> Exercise materials

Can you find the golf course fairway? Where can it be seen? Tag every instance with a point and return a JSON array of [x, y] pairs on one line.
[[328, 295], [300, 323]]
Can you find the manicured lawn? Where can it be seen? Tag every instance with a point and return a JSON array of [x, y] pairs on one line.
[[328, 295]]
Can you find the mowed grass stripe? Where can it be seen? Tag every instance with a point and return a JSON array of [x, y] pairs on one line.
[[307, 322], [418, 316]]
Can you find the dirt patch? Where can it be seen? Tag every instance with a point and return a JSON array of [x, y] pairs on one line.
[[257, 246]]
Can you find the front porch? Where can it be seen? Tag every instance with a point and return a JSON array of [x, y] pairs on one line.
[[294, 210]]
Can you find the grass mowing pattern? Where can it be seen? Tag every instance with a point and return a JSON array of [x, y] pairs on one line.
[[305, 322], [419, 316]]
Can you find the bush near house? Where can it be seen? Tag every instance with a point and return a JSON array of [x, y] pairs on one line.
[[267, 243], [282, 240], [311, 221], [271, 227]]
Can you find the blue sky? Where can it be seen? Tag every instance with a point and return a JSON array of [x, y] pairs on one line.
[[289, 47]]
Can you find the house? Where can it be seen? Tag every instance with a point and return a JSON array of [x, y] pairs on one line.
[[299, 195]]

> Requirement
Each line must be given again exactly as written above.

> Written solution
Can you find the golf course fairway? Where can it be seen? Tag every instance with a point and return a JSON array of [x, y] pairs on one line.
[[328, 295], [300, 323]]
Can you find the manicured lawn? Where can it be seen? Tag every instance with a point and return a JSON array of [x, y] pairs on one line.
[[328, 295]]
Can you find the mowed grass stripe? Where can it be seen? Tag every instance with a point and return a JSON array of [x, y] pairs on one line.
[[307, 322], [418, 316]]
Can you find the dirt patch? Where can it be seen? Tag every instance with a point and return a JSON array of [x, y] pairs on one line.
[[257, 246]]
Can you find the front porch? Where can it be seen? Tag every instance with a point and return a JSON array of [x, y] pairs on one line.
[[294, 210]]
Can you find the grass mowing pattern? Where can it be seen? Tag every instance with a point and return a JSON array of [x, y] pairs on one line.
[[305, 322], [419, 316]]
Can you find the bush near house? Where can it be seen? Tag every instance with a point and return a JSON array of [x, y] pairs on one line.
[[267, 243], [282, 240], [311, 221], [271, 227]]
Can you find the blue sky? Where can it be seen? Tag every instance with a point and return a JSON array of [x, y] pairs on one line.
[[289, 47]]
Can you find the house? Where can it be seen? Tag every instance with a point and return a JSON array of [x, y] pairs on one line.
[[299, 195]]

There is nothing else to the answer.